TASK DETAILS:
In the data below, which lines contain "tomato"? List them by copying each one.

INFORMATION PROVIDED:
_ _ _ _ _

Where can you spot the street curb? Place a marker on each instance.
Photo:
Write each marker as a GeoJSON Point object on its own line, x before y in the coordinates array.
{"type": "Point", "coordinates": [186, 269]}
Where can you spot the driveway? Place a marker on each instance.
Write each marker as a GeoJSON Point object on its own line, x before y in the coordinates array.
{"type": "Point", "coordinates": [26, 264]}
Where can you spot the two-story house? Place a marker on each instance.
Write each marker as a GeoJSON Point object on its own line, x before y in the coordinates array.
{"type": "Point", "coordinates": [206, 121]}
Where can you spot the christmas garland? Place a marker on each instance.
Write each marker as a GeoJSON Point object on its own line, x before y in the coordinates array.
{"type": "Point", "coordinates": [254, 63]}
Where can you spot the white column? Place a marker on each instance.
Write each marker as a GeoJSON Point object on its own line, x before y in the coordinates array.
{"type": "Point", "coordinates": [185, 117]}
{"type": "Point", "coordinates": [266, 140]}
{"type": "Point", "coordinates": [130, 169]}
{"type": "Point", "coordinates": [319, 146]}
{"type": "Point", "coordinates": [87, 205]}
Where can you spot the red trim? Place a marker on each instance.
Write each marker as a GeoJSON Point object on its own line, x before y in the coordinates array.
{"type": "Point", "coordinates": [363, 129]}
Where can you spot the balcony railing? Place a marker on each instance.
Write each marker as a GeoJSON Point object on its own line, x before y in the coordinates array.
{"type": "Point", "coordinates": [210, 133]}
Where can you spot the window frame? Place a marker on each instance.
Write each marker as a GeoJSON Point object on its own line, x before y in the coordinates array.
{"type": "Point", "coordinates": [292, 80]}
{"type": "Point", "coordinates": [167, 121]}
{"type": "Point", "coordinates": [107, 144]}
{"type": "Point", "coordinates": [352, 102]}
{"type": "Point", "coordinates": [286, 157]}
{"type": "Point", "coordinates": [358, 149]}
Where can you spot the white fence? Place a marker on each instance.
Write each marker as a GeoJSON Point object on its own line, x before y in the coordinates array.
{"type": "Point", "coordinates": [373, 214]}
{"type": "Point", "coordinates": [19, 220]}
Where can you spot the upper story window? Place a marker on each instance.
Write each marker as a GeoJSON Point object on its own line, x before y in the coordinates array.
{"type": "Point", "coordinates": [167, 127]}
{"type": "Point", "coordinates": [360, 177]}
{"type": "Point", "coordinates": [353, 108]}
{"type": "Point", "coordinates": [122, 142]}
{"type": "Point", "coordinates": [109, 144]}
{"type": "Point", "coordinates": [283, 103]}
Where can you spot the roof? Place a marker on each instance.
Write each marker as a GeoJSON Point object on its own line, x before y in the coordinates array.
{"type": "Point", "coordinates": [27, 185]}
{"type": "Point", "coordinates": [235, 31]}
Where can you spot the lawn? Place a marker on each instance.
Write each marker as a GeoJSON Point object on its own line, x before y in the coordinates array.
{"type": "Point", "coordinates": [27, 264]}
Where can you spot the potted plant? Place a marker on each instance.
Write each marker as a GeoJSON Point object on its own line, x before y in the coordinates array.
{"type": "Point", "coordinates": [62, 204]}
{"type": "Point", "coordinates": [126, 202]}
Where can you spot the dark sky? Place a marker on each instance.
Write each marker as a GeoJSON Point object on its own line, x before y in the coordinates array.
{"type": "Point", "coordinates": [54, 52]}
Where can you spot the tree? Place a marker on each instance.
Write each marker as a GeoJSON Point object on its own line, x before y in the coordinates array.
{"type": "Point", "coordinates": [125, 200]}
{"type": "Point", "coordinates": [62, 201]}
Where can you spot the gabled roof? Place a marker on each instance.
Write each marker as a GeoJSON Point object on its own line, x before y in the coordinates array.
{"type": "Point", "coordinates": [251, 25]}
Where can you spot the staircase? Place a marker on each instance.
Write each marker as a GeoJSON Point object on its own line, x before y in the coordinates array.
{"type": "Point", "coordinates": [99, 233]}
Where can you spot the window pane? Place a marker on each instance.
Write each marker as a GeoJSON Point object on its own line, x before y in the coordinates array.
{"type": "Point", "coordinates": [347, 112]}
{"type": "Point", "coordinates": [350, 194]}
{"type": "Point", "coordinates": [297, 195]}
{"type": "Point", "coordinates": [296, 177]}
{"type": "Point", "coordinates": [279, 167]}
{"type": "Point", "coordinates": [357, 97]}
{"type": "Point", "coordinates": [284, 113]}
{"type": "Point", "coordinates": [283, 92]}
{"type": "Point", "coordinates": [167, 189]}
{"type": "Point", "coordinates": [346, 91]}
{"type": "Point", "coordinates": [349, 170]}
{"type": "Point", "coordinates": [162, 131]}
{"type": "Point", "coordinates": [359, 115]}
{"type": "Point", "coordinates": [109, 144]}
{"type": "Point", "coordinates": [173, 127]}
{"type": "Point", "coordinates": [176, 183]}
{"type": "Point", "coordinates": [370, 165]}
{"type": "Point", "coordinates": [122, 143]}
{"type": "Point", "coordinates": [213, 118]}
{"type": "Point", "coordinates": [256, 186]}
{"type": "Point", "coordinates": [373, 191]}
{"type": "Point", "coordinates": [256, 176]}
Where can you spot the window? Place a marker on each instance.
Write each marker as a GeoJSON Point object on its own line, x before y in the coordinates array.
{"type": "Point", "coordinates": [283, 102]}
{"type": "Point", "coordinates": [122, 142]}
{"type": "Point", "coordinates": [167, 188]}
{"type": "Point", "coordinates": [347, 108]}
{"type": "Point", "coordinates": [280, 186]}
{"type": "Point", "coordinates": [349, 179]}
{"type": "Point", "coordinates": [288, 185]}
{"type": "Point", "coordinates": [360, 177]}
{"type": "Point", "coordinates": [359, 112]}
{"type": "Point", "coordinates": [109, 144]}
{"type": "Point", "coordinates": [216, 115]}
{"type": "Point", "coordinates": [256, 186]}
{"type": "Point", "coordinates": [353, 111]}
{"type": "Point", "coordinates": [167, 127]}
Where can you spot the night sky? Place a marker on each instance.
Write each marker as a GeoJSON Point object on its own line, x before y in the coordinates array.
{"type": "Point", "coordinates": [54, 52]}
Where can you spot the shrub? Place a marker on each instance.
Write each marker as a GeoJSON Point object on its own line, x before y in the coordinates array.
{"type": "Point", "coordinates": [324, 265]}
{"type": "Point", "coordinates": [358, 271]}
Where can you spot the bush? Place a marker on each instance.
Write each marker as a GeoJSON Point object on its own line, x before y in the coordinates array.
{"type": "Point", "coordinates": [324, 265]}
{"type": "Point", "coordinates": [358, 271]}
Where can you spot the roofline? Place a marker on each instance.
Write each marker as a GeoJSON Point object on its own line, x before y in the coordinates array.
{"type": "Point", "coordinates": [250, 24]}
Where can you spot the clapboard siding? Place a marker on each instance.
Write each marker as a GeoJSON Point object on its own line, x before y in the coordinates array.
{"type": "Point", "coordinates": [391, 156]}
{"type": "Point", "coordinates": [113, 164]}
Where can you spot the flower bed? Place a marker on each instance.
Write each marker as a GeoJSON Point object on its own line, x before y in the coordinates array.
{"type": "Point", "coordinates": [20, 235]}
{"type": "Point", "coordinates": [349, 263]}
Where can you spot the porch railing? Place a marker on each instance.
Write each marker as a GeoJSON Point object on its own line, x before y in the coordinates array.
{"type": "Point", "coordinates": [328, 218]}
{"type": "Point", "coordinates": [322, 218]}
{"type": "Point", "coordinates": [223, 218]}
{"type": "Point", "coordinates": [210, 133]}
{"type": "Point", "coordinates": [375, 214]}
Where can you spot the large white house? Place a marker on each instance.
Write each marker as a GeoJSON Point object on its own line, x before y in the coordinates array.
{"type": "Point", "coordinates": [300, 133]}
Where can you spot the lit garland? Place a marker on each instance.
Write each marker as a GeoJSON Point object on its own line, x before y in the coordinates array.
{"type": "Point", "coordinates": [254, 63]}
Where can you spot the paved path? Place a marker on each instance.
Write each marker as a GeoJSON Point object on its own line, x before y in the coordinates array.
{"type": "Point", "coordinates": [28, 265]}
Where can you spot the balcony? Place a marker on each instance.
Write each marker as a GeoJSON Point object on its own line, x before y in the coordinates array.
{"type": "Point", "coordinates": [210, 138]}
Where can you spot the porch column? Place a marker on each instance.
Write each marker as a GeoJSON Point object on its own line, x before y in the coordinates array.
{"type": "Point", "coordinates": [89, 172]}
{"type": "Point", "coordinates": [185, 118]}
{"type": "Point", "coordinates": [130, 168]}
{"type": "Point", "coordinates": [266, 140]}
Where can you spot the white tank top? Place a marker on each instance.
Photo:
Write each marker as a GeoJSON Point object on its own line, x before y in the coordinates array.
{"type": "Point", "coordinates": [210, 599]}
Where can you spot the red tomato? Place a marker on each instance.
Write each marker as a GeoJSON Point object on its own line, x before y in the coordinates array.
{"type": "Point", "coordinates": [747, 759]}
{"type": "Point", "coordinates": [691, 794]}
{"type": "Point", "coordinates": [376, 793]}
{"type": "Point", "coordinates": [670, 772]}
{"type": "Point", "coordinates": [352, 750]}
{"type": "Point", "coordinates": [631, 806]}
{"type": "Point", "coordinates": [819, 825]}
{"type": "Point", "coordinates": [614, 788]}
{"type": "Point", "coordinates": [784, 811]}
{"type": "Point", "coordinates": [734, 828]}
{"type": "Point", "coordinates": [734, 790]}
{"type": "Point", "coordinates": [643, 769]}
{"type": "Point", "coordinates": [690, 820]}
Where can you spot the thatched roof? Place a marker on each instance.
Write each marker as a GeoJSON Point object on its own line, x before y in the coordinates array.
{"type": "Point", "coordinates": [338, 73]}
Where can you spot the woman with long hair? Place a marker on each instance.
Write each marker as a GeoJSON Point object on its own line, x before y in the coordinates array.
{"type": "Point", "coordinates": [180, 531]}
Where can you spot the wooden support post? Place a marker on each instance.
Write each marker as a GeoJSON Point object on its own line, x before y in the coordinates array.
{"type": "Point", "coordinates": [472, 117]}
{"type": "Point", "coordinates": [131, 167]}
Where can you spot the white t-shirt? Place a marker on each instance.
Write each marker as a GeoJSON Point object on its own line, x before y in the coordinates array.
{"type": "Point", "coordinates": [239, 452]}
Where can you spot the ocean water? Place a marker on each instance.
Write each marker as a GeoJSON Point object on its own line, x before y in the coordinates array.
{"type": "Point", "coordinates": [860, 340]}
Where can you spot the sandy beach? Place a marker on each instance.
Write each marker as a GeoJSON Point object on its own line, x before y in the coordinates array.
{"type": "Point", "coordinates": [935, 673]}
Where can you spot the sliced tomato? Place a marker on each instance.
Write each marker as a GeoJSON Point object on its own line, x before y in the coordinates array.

_ _ _ _ _

EXERCISE ANSWER:
Where can you spot the red tomato? Place a marker on each instance.
Where can you spot the sliced tomato? Place a marker on each instance.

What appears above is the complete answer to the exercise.